start Task input

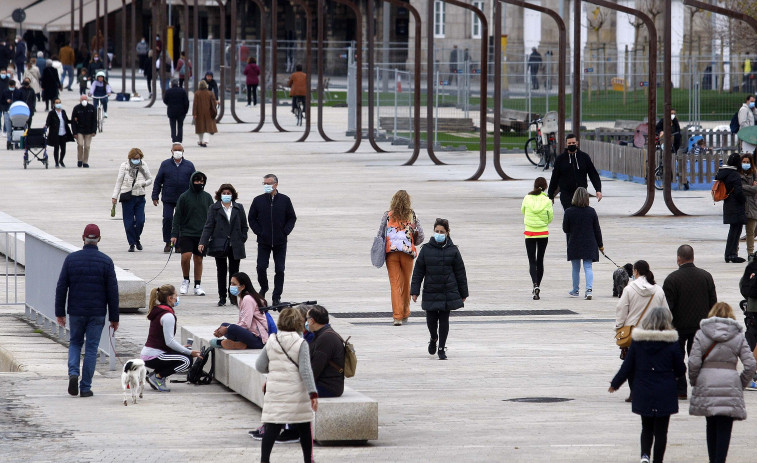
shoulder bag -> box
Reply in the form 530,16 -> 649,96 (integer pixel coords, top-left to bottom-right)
615,294 -> 654,348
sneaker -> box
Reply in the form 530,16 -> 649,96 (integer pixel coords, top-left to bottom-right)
276,429 -> 300,444
68,375 -> 79,396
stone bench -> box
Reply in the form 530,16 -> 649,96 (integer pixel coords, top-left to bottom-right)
181,325 -> 378,442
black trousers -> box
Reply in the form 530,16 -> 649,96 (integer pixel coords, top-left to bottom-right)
641,416 -> 670,463
260,423 -> 313,463
216,256 -> 239,299
168,116 -> 184,143
257,243 -> 286,301
526,236 -> 549,286
426,310 -> 449,349
707,415 -> 733,463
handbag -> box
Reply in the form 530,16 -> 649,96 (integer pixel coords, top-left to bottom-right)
371,212 -> 389,268
615,294 -> 654,348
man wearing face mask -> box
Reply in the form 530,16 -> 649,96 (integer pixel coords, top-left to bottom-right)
71,95 -> 97,168
248,174 -> 297,305
547,133 -> 602,210
151,143 -> 195,252
171,171 -> 213,296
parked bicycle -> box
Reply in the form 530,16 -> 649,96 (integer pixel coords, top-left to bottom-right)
525,119 -> 557,170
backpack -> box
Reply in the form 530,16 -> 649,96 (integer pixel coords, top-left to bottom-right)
731,111 -> 741,133
187,347 -> 216,385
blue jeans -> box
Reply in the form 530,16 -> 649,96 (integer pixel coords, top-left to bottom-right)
68,315 -> 105,392
121,195 -> 145,246
570,259 -> 594,293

end Task input

--- Goal ---
Transcribe all of the data above line for line, without the pictures.

--- Result of this exercise ---
shoulder bag -> box
Reply in the form 530,16 -> 649,96 (integer pixel coords, top-left to bottom-right)
615,294 -> 654,348
sneaker -> box
Reply in the form 530,16 -> 649,96 (integer pixel coords, top-left to bottom-right)
276,429 -> 300,444
68,375 -> 79,396
stone bench -> box
Reply in the form 530,16 -> 649,96 (integer pixel coords, top-left to bottom-right)
181,325 -> 378,442
black trousers -> box
Reply in the form 530,16 -> 649,96 (integer pixel coords, top-left to bottom-right)
641,416 -> 670,463
260,423 -> 313,463
216,256 -> 239,299
168,116 -> 184,143
257,243 -> 286,301
526,236 -> 549,286
426,310 -> 449,349
707,415 -> 733,463
handbag -> box
Reply in the form 530,16 -> 649,96 (integer pixel coords, top-left to bottom-right)
371,212 -> 389,268
615,294 -> 654,348
man wearing face mask -> box
Reply in the form 530,16 -> 649,96 (integer pixel coords, top-left to bottom-right)
71,95 -> 97,168
248,174 -> 297,305
547,133 -> 602,210
151,143 -> 195,252
171,171 -> 213,296
parked bicycle -> box
Reply in the form 530,16 -> 649,96 (integer pixel coords, top-left to bottom-right)
525,119 -> 557,170
backpack -> box
Reply in the form 530,16 -> 649,96 (integer pixel coords, top-left to bottom-right)
731,111 -> 741,133
187,347 -> 216,385
blue jeans -> box
Reply in the form 530,16 -> 649,96 (integer pixel coords, top-left to bottom-right)
68,315 -> 105,392
121,195 -> 145,246
570,259 -> 594,293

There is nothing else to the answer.